* Activity *
Which lines of the data contain the string "wall"? Show each of them.

* Given information *
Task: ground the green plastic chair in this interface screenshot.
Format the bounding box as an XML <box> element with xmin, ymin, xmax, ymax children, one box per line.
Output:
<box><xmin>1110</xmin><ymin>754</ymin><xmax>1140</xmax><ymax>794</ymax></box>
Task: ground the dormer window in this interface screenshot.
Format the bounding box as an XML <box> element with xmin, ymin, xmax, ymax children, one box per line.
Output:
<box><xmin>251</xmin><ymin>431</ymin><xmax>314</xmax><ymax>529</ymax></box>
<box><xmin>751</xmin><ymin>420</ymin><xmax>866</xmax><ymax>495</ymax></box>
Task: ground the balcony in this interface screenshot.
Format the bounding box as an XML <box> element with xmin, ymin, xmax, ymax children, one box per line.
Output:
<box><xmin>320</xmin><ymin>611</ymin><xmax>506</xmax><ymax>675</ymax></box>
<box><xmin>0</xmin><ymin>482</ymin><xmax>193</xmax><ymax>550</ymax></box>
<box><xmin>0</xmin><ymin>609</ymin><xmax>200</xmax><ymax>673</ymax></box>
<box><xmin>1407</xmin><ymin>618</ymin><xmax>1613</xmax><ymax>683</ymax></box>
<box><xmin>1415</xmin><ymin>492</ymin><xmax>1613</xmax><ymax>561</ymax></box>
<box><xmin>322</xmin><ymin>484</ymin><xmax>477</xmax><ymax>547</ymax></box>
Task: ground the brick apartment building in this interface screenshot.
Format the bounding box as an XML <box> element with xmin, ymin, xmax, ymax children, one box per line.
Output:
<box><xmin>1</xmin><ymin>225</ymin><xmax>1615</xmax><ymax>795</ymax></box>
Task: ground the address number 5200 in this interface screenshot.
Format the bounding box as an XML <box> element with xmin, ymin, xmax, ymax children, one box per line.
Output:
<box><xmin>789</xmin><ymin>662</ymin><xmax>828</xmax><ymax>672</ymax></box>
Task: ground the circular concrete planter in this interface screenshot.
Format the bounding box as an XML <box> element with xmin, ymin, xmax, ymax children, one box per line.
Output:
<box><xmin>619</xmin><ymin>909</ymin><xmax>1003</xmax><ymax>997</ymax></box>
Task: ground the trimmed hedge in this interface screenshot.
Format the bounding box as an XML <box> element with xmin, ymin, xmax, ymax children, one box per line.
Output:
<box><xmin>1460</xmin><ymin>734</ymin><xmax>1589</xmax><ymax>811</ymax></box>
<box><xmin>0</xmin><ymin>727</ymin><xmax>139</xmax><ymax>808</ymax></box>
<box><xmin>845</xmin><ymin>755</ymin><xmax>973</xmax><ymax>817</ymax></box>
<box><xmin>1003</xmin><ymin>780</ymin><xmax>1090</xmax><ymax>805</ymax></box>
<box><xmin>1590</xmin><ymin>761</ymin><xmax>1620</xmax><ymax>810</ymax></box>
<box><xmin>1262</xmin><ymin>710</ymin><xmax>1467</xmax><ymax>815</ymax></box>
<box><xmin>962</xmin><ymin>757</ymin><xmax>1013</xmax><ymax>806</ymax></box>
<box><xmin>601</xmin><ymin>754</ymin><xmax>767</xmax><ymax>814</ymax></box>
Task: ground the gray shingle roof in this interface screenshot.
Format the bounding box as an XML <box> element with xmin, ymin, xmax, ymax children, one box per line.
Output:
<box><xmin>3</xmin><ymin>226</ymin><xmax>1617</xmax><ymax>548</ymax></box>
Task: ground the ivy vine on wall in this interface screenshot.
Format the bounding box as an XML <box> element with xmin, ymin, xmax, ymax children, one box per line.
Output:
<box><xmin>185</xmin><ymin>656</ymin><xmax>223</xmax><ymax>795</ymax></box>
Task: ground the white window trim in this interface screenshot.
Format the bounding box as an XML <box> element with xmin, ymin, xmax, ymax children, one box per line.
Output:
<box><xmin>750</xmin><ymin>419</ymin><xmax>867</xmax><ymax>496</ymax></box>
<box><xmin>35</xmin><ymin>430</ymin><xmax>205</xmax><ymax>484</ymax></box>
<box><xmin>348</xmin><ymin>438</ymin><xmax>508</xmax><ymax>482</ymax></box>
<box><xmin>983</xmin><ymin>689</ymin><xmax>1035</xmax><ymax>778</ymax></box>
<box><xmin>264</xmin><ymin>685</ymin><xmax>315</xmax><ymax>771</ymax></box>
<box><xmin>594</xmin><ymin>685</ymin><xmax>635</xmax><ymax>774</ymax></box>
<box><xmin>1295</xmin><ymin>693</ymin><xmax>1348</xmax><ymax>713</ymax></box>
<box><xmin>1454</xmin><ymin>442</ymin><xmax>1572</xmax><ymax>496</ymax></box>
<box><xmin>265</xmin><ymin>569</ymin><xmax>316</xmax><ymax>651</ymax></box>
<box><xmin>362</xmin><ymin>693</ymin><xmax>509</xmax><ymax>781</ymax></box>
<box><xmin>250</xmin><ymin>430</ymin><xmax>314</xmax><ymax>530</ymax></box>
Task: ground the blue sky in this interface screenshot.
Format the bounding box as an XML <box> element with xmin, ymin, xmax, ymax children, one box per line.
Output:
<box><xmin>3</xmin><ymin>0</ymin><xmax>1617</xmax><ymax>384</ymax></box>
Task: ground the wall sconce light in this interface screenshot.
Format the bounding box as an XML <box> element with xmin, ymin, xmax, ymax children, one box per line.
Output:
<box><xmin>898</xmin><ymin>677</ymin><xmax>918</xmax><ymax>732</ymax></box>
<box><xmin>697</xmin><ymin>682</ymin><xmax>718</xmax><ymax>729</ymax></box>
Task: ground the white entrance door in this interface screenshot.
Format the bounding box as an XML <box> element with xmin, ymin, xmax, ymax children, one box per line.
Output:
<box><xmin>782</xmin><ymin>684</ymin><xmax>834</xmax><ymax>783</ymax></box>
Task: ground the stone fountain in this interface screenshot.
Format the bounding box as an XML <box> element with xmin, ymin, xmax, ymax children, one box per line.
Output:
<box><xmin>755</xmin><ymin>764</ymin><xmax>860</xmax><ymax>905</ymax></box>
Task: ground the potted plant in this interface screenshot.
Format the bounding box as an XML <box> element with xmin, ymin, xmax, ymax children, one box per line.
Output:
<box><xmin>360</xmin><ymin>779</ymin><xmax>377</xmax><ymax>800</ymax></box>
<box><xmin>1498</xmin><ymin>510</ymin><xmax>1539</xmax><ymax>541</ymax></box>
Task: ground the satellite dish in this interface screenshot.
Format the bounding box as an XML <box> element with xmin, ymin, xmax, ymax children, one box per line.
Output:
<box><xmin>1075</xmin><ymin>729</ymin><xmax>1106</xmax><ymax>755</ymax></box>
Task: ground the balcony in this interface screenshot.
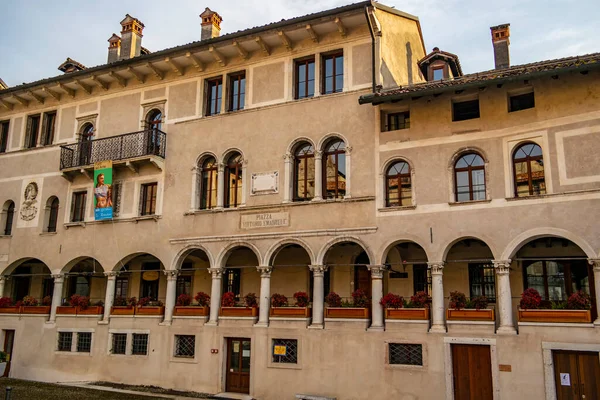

* Result of this exercise *
Task: ground the ivy vine on wall in this interface screenshot.
Task: ground the wall sconce light in this interface screenshot.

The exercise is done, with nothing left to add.